■ Working data
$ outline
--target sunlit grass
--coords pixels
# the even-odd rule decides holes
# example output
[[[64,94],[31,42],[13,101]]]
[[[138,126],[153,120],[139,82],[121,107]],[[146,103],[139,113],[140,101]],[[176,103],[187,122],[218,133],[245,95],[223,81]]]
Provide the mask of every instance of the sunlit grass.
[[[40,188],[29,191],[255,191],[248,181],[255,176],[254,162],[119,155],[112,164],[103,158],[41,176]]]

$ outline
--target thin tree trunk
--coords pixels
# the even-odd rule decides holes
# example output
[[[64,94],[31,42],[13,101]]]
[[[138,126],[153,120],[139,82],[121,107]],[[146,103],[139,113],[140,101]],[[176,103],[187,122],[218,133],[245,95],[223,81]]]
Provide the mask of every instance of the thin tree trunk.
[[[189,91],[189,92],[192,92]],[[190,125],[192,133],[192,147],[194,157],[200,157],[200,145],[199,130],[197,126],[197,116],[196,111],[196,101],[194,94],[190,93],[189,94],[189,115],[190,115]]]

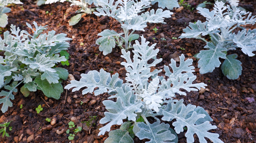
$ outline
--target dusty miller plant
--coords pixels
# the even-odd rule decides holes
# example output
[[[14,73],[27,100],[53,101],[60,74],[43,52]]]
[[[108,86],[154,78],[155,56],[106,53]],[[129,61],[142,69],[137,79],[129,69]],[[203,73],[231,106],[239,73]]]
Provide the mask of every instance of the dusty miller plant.
[[[136,30],[144,31],[147,23],[165,24],[164,18],[171,17],[173,14],[169,10],[163,11],[162,9],[159,8],[155,12],[152,9],[139,15],[144,9],[150,7],[149,0],[117,0],[115,2],[114,0],[99,0],[98,2],[102,8],[96,8],[98,12],[94,13],[97,16],[107,16],[116,19],[121,24],[123,31],[118,33],[113,30],[105,29],[98,34],[102,37],[97,40],[96,44],[100,45],[99,49],[103,52],[104,55],[111,53],[116,44],[121,49],[127,50],[133,48],[131,42],[139,37],[138,34],[133,34]],[[124,37],[122,36],[124,34]]]
[[[10,12],[11,9],[6,7],[11,4],[23,4],[20,0],[0,0],[0,27],[5,27],[8,24],[8,16],[6,13]]]
[[[256,29],[243,28],[238,32],[232,31],[238,27],[243,28],[241,25],[255,24],[256,18],[251,13],[240,9],[236,7],[236,3],[233,2],[231,6],[226,6],[223,2],[217,1],[210,12],[207,8],[199,7],[198,12],[206,18],[206,21],[190,23],[190,27],[183,29],[185,33],[180,37],[198,39],[206,42],[204,48],[207,50],[200,51],[197,55],[200,58],[198,67],[201,74],[212,72],[215,67],[219,67],[220,57],[225,59],[221,68],[224,75],[229,79],[236,79],[242,74],[242,63],[236,59],[236,55],[227,55],[227,52],[240,48],[250,56],[255,55],[252,52],[256,51]],[[246,18],[245,15],[247,14]],[[201,36],[206,35],[211,38],[210,41]]]
[[[188,143],[194,142],[195,134],[201,142],[207,142],[204,138],[207,137],[214,143],[223,143],[218,138],[219,135],[207,132],[217,127],[209,123],[209,121],[213,120],[203,108],[190,104],[186,106],[182,103],[183,100],[172,100],[176,93],[186,95],[180,90],[181,88],[190,92],[205,88],[207,86],[203,83],[192,84],[196,78],[192,73],[195,71],[193,70],[194,67],[191,66],[193,60],[188,59],[185,61],[182,54],[180,57],[181,61],[178,67],[172,59],[169,66],[172,72],[169,67],[164,66],[165,76],[158,76],[158,73],[162,70],[151,71],[150,68],[162,61],[162,59],[156,58],[159,49],[154,49],[156,44],[148,46],[149,42],[146,42],[143,36],[141,38],[141,44],[136,40],[136,44],[133,45],[133,59],[130,57],[130,51],[121,50],[121,56],[126,61],[121,64],[127,72],[125,83],[118,78],[118,73],[111,77],[110,73],[101,69],[99,72],[92,71],[86,74],[82,74],[79,81],[71,81],[71,83],[65,87],[68,89],[75,87],[73,92],[86,87],[82,90],[83,94],[94,92],[96,96],[107,92],[112,95],[109,98],[116,99],[116,102],[103,102],[109,112],[104,113],[105,117],[99,123],[108,123],[99,129],[98,135],[109,132],[112,125],[121,125],[120,129],[109,132],[109,137],[104,142],[133,143],[132,137],[135,135],[140,139],[149,139],[150,141],[147,142],[149,143],[177,142],[176,133],[183,131],[183,128],[186,126],[185,136]],[[150,78],[152,80],[150,82]],[[161,119],[164,121],[171,121],[176,119],[172,123],[175,131],[169,128],[169,124],[160,123],[157,117],[159,116],[163,116]],[[147,119],[151,117],[156,121],[150,123]],[[123,122],[124,119],[128,121]]]
[[[67,49],[69,43],[65,41],[72,39],[65,37],[66,34],[55,35],[54,30],[42,34],[46,26],[38,26],[35,22],[33,24],[35,30],[27,24],[33,35],[11,24],[11,34],[7,31],[3,40],[0,37],[0,50],[5,51],[4,57],[0,56],[0,96],[4,97],[0,99],[0,104],[3,103],[3,113],[12,106],[12,92],[17,92],[16,88],[22,83],[21,91],[25,96],[37,89],[49,97],[58,99],[63,92],[60,79],[67,78],[68,71],[53,67],[67,60],[57,54]]]
[[[70,6],[77,6],[81,8],[76,12],[78,13],[76,15],[71,17],[69,22],[70,25],[74,25],[78,23],[81,18],[81,16],[85,13],[91,14],[92,12],[94,11],[95,8],[91,8],[88,7],[89,5],[91,5],[93,3],[96,7],[98,6],[96,0],[80,0],[80,1],[75,0],[47,0],[45,4],[52,4],[53,3],[60,2],[63,3],[67,1],[71,3]]]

■ Job
Copy the data exactly. Any picture it contains is to be omitted.

■ Answer in full
$ outline
--target sunlit grass
--coords pixels
# the even-odd rule decides holes
# example output
[[[64,94],[31,42],[13,101]]]
[[[138,126],[153,120],[139,82],[121,107]],[[146,103],[139,113],[140,101]],[[176,103],[187,122],[218,133],[245,95],[223,81]]]
Provide the mask of every instance of the sunlit grass.
[[[40,188],[29,191],[255,191],[248,181],[255,176],[254,162],[119,155],[112,164],[103,158],[41,176]]]

$ outline
--target thin tree trunk
--coords pixels
# the even-odd rule decides holes
# example output
[[[64,94],[31,42],[13,101]]]
[[[138,126],[153,120],[139,82],[121,107]],[[146,103],[139,113],[140,101]],[[176,103],[187,122],[218,133],[245,95],[223,81]]]
Provide the mask of every instance of the thin tree trunk.
[[[189,91],[189,92],[192,92]],[[190,125],[192,133],[192,147],[194,157],[200,157],[200,145],[199,130],[197,126],[197,116],[196,111],[196,101],[194,94],[190,93],[189,94],[189,115],[190,115]]]

$ outline
--target dusty miller plant
--coords pixels
# the even-odd rule decides holes
# example output
[[[14,73],[27,100],[53,101],[60,74],[43,52]]]
[[[108,86],[154,78],[155,56],[106,53]],[[129,61],[142,69],[137,79],[129,69]],[[203,73],[231,106],[239,73]]]
Provide the mask of every instance of the dusty miller plant.
[[[136,30],[144,31],[147,23],[165,24],[164,18],[171,17],[173,14],[169,10],[163,11],[162,9],[159,8],[155,12],[152,9],[139,15],[144,9],[150,7],[149,0],[117,0],[115,2],[114,0],[99,0],[98,2],[102,8],[96,8],[98,12],[94,13],[97,16],[107,16],[116,19],[121,24],[123,31],[118,33],[113,30],[105,29],[98,34],[102,37],[97,40],[96,44],[100,45],[99,49],[103,52],[104,55],[111,53],[116,44],[121,49],[127,50],[133,48],[131,42],[139,37],[138,34],[133,34]],[[124,37],[122,36],[124,34]]]
[[[10,12],[11,9],[6,7],[11,4],[23,4],[20,0],[0,0],[0,27],[5,27],[8,24],[8,16],[6,13]]]
[[[256,29],[243,28],[238,32],[232,31],[238,27],[243,28],[241,25],[255,24],[256,18],[251,13],[240,9],[236,7],[236,3],[233,2],[231,6],[226,6],[223,2],[217,1],[210,12],[207,8],[199,7],[198,12],[206,18],[206,21],[190,23],[190,27],[183,29],[185,33],[180,37],[198,39],[206,42],[204,48],[207,50],[200,51],[197,55],[200,58],[198,67],[201,74],[212,72],[215,67],[219,67],[220,57],[225,59],[221,68],[224,75],[229,79],[236,79],[242,74],[242,63],[236,59],[236,55],[227,55],[227,52],[240,48],[250,56],[255,55],[252,52],[256,51]],[[246,18],[245,15],[247,14]],[[201,36],[206,35],[211,38],[210,41]]]
[[[188,143],[194,142],[195,134],[201,142],[207,142],[204,138],[207,137],[214,143],[223,143],[218,138],[219,135],[207,132],[217,127],[209,123],[209,121],[213,120],[203,108],[190,104],[186,106],[182,103],[183,100],[172,100],[176,93],[186,95],[180,90],[181,88],[190,92],[205,88],[207,86],[203,83],[192,84],[196,78],[192,73],[195,71],[193,70],[194,67],[191,66],[193,60],[188,59],[185,61],[182,54],[180,57],[181,61],[178,67],[172,59],[169,66],[172,72],[169,67],[164,66],[165,76],[158,76],[158,73],[162,70],[151,71],[150,68],[162,61],[162,59],[156,58],[159,49],[154,49],[156,44],[148,46],[149,42],[146,42],[143,36],[141,38],[141,44],[136,40],[136,44],[133,45],[133,59],[130,57],[130,51],[121,50],[121,56],[126,61],[121,64],[127,72],[125,83],[118,78],[118,73],[111,77],[110,73],[101,69],[99,72],[92,71],[86,74],[82,74],[79,81],[71,81],[71,83],[65,87],[68,89],[75,87],[73,92],[86,87],[82,90],[83,94],[94,92],[96,96],[107,92],[112,95],[109,98],[116,99],[116,102],[103,102],[109,112],[104,113],[105,117],[99,123],[108,123],[99,129],[98,135],[109,132],[112,125],[121,125],[120,129],[109,132],[109,137],[104,142],[133,143],[132,137],[135,135],[140,139],[149,139],[150,141],[147,142],[149,143],[177,142],[176,133],[183,131],[183,128],[186,126],[185,136]],[[150,78],[152,80],[150,82]],[[161,119],[164,121],[171,121],[176,119],[172,123],[175,131],[169,128],[169,124],[160,123],[157,117],[159,116],[163,116]],[[147,119],[151,117],[156,121],[150,123]],[[123,122],[124,119],[128,121]]]
[[[67,49],[69,43],[65,41],[72,39],[65,37],[66,34],[55,35],[54,30],[42,34],[46,26],[38,26],[35,22],[33,24],[35,30],[27,24],[33,35],[11,24],[11,34],[7,31],[3,40],[0,37],[0,50],[5,51],[4,57],[0,56],[0,96],[4,97],[0,99],[0,104],[3,103],[3,113],[12,106],[12,92],[17,92],[16,88],[22,83],[21,91],[25,96],[37,89],[49,97],[58,99],[63,92],[60,79],[67,78],[68,71],[53,67],[67,60],[57,54]]]
[[[70,6],[77,6],[81,8],[76,12],[78,13],[76,15],[71,17],[69,22],[70,25],[74,25],[78,23],[81,18],[81,16],[85,13],[91,14],[92,12],[94,11],[95,8],[91,8],[88,7],[89,5],[91,5],[93,3],[96,7],[98,6],[96,0],[80,0],[80,1],[75,0],[47,0],[45,4],[52,4],[53,3],[60,2],[63,3],[67,1],[71,3]]]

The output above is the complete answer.